(Shape annotation entries)
------

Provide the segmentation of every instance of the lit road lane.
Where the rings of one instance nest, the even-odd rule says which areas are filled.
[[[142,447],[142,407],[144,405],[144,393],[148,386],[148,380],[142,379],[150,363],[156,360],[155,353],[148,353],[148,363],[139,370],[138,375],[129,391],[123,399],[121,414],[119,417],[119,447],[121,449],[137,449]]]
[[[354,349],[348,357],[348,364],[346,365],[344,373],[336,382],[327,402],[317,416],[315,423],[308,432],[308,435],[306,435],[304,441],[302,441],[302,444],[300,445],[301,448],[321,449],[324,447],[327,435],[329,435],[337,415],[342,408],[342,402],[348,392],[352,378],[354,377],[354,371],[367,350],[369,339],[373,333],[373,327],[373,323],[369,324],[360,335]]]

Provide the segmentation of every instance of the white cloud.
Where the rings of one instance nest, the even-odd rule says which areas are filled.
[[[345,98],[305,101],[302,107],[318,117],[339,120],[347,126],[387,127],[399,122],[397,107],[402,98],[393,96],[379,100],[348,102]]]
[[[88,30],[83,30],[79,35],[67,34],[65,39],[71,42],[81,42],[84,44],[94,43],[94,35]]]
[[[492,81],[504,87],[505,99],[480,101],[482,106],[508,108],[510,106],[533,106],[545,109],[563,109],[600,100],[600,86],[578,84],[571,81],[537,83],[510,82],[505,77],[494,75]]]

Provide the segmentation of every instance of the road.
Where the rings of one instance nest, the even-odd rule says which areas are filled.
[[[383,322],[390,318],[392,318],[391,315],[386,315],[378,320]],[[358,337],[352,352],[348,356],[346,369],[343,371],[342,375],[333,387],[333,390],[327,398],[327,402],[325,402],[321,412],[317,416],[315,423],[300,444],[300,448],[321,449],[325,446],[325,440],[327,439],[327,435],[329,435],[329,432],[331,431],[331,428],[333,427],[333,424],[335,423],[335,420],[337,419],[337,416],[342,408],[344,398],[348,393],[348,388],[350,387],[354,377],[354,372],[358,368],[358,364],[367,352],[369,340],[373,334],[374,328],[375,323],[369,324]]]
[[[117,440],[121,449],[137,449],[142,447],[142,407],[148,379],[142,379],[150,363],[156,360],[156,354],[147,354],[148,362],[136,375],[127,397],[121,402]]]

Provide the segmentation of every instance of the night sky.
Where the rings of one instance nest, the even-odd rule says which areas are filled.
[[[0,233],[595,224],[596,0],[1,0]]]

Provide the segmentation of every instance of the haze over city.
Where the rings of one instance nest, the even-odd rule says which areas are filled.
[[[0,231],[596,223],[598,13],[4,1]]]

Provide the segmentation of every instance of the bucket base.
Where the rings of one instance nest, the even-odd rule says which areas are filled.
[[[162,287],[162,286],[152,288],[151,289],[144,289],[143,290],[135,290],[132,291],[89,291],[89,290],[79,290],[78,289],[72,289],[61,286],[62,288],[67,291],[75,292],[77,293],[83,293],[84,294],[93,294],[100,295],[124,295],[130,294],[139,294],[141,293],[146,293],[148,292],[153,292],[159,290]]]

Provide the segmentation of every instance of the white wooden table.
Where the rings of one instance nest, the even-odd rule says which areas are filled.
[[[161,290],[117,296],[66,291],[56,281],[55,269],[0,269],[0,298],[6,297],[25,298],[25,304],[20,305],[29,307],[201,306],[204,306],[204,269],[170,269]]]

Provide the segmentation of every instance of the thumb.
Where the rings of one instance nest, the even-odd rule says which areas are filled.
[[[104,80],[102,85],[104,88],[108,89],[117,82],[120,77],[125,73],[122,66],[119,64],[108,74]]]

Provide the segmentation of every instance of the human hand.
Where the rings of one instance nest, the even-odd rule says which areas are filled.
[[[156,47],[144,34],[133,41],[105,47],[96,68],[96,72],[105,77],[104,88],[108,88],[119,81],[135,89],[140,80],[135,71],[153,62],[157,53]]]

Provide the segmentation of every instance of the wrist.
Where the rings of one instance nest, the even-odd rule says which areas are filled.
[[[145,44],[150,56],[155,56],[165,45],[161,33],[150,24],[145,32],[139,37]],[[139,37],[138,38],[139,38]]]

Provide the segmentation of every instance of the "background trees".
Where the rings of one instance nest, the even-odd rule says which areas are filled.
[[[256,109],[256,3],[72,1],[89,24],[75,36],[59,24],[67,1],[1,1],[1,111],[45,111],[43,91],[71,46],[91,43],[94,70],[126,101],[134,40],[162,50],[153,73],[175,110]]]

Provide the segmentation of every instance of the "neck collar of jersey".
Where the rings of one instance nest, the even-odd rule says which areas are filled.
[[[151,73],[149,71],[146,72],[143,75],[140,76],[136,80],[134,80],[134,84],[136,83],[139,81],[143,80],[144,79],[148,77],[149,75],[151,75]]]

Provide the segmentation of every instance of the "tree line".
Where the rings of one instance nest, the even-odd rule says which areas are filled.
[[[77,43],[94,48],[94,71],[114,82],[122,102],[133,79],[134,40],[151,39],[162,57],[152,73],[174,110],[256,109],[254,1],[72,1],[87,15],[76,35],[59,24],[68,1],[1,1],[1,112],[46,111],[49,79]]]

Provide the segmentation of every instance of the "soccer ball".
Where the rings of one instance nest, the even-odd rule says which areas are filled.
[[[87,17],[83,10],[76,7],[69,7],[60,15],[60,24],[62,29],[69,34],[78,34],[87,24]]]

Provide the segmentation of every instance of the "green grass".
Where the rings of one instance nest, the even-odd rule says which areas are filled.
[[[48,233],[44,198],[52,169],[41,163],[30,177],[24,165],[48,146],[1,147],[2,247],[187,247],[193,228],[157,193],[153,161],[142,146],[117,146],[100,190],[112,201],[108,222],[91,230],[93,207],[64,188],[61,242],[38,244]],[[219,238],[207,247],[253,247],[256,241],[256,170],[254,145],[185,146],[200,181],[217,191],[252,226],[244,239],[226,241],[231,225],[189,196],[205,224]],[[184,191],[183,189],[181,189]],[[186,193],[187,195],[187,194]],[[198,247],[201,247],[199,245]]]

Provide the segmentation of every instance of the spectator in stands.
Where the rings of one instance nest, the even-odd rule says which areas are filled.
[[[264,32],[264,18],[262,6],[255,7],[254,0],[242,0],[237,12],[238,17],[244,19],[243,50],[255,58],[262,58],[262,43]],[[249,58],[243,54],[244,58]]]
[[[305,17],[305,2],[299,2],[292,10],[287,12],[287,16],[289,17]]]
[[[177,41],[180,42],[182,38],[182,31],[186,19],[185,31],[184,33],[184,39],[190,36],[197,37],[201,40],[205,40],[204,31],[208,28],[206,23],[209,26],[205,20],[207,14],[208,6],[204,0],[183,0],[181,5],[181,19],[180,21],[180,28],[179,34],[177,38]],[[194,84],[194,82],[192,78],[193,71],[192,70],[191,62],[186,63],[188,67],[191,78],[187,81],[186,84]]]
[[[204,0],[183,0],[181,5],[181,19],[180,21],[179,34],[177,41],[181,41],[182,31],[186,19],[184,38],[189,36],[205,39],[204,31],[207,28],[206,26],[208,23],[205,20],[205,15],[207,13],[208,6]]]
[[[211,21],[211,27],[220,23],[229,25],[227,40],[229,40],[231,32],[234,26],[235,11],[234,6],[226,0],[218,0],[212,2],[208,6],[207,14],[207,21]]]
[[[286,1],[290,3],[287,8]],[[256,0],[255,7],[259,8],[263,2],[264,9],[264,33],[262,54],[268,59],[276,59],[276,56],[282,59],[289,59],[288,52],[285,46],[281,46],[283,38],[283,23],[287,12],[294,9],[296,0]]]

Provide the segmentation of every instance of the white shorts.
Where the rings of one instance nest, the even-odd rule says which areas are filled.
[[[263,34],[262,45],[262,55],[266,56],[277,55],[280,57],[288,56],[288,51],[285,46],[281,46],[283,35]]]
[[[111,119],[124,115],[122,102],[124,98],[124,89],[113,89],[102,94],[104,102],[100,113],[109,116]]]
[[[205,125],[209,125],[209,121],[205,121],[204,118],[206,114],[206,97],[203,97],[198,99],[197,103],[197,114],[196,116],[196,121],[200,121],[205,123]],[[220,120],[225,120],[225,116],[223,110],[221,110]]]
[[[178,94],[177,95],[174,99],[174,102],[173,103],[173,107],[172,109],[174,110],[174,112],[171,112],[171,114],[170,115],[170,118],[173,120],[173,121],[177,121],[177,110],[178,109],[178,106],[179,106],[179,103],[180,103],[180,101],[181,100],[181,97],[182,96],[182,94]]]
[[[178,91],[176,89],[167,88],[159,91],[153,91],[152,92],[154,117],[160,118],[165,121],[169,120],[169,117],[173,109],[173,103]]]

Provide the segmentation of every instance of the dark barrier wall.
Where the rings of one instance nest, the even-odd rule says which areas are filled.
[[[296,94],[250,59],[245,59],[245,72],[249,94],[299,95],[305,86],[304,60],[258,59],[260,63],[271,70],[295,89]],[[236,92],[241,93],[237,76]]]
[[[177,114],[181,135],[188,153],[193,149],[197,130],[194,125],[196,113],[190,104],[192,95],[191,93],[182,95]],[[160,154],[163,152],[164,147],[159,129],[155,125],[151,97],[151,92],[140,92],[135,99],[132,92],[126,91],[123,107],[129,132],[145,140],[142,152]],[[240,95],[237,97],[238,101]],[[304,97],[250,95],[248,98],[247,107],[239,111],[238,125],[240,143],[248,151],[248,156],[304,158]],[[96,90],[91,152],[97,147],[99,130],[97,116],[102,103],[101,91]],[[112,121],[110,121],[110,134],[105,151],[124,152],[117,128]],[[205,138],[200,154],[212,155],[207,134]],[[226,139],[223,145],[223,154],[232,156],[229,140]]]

------

The exercise -
Output the line that contains "Provide the segmentation of every instance of the dark", followed by every later line in the listing, with no line omitted and none added.

The response -
Provide the segmentation of every instance of the dark barrier wall.
Where the rings of one instance nest, the even-odd rule says which areas are filled.
[[[296,94],[250,59],[245,59],[245,72],[249,94],[299,95],[305,86],[304,60],[258,59],[260,63],[271,70],[295,89]],[[236,92],[241,93],[237,76]]]
[[[177,114],[181,135],[188,153],[193,149],[197,130],[194,125],[196,113],[190,104],[192,95],[191,93],[182,95]],[[160,154],[163,152],[164,147],[159,129],[155,125],[151,97],[151,92],[140,92],[135,99],[132,92],[126,91],[123,107],[129,132],[145,140],[142,152]],[[240,95],[237,97],[238,101]],[[304,97],[250,95],[248,98],[247,107],[239,111],[238,125],[240,143],[248,151],[248,156],[304,158]],[[96,90],[91,152],[97,147],[99,130],[97,116],[102,103],[101,91]],[[112,121],[110,121],[110,134],[105,151],[124,152],[117,128]],[[205,138],[200,154],[212,155],[207,134]],[[226,139],[223,145],[223,154],[232,156],[229,140]]]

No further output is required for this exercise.